═════ TEXT SECTION ═════

I will gladly keep my old house and damaged foot, it's a life I can work with and some things, some days are just gold, coffee delivered today, the patience some of the maint guys have when I have to move a lot of stuff with the fork truck before I can get to the racks and barrels of oil down.
The dog reeks when he passes gas, and he wants to cuddle, wants my attention when I am trying to read my e-mail, crowds me sleeping, takes up a lot of my bed, but he also loves me with few demands, just as I am, on my good days and on my bad ones too.
I do so love my life, love that feeling I get when I put on a sweater I knit, especially when it's 1 I designed too. 3 out of 5 of my hand knit sweaters are my own design/creation. Love wrapping up in the new blanket and watching tv with that dog. I do know I still have a lot of issues to work out, sort out, deal with.

═════ INFORMATION SUPPLIED ═════

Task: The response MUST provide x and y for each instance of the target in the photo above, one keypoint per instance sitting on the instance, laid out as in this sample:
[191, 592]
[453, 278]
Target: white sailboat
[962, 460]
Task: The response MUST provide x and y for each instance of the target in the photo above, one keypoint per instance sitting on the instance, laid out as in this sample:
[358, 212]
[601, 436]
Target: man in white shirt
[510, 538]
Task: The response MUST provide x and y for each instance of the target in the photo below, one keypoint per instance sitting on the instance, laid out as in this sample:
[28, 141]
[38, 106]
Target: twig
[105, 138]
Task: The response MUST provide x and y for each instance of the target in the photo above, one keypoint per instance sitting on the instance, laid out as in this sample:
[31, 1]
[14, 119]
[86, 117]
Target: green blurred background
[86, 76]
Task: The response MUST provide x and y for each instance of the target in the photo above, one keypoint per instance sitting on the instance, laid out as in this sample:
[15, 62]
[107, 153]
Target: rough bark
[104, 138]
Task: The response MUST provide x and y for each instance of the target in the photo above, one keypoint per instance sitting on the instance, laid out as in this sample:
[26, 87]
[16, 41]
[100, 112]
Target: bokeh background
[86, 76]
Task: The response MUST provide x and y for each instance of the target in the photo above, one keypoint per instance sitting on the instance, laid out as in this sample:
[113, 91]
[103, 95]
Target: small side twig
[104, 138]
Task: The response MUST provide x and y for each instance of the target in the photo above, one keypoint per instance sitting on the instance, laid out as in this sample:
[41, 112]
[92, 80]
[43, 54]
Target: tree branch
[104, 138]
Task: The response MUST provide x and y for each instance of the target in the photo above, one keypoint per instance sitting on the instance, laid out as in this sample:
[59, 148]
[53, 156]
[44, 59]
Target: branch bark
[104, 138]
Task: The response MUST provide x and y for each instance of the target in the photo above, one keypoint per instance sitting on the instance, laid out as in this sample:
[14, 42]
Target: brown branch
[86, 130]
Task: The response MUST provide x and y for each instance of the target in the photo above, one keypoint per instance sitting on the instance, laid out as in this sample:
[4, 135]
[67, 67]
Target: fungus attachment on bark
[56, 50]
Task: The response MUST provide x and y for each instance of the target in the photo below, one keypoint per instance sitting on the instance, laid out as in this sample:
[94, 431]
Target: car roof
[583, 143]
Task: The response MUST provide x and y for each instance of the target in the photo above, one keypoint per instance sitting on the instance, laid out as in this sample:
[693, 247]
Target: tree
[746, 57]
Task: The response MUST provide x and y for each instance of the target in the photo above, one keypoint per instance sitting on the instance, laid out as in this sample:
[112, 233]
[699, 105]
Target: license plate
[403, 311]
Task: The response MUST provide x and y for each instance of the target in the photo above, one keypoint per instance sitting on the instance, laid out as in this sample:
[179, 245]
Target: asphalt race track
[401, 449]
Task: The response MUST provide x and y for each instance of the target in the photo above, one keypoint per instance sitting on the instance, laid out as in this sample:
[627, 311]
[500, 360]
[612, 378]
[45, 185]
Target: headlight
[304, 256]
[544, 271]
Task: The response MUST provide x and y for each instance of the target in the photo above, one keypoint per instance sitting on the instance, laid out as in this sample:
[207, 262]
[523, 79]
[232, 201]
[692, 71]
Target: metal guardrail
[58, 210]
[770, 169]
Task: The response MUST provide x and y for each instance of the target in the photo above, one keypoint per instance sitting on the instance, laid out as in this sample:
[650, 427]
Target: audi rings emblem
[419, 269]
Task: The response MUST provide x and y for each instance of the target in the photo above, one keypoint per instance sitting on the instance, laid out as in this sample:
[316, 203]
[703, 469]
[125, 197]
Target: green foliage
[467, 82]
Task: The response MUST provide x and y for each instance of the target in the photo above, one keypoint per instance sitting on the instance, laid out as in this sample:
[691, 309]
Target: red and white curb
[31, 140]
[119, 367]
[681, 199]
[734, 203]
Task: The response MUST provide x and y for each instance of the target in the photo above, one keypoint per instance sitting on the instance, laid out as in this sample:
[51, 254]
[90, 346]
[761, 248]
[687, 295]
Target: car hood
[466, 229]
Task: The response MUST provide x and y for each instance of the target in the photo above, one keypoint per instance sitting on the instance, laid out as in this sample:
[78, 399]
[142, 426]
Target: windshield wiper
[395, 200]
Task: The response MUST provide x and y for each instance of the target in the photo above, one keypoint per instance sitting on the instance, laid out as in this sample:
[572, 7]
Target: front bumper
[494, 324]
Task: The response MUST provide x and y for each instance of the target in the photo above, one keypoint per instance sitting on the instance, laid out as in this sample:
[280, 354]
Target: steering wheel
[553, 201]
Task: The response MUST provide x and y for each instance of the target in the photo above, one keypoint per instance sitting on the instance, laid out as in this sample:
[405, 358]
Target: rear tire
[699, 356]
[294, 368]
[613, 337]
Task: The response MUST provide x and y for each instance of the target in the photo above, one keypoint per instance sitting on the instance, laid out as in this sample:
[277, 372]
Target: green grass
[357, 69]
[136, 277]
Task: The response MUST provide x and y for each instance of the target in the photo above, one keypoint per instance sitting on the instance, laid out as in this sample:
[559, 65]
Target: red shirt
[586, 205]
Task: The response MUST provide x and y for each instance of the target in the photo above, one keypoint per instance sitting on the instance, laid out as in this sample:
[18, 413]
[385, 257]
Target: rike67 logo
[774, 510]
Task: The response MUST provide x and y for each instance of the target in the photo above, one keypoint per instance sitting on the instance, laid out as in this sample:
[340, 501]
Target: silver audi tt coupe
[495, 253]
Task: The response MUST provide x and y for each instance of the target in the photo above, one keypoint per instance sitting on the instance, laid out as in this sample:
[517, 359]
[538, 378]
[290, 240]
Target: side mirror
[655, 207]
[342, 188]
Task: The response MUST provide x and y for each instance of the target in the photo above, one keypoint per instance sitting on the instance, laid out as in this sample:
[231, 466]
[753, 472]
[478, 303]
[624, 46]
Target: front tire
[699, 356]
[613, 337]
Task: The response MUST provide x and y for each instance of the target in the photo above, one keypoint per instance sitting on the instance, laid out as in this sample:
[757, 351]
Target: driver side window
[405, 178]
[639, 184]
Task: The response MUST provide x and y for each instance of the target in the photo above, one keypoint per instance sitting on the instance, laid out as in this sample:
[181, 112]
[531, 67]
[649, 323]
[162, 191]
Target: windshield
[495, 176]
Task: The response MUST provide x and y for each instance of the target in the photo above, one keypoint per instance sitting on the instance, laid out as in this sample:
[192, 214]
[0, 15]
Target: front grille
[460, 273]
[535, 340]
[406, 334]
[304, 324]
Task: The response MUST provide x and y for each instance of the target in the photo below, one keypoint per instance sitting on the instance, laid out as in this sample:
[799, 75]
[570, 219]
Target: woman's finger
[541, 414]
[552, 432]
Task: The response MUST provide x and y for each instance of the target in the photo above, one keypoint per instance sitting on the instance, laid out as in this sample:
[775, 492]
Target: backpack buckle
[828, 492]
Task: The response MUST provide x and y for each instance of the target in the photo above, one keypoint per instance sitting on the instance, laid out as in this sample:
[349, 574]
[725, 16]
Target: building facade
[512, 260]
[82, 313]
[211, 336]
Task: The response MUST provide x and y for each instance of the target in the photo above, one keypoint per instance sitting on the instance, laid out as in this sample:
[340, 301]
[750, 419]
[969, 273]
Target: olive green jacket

═════

YOUR TASK => Can you output the stretch of the life reflection from "I do so love" through "out, deal with.", word for word? The items are separate material, apart from the life reflection.

EXERCISE SOLUTION =>
I do so love my life, love that feeling I get when I put on a sweater I knit, especially when it's 1 I designed too. 3 out of 5 of my hand knit sweaters are my own design/creation. Love wrapping up in the new blanket and watching tv with that dog. I do know I still have a lot of issues to work out, sort out, deal with.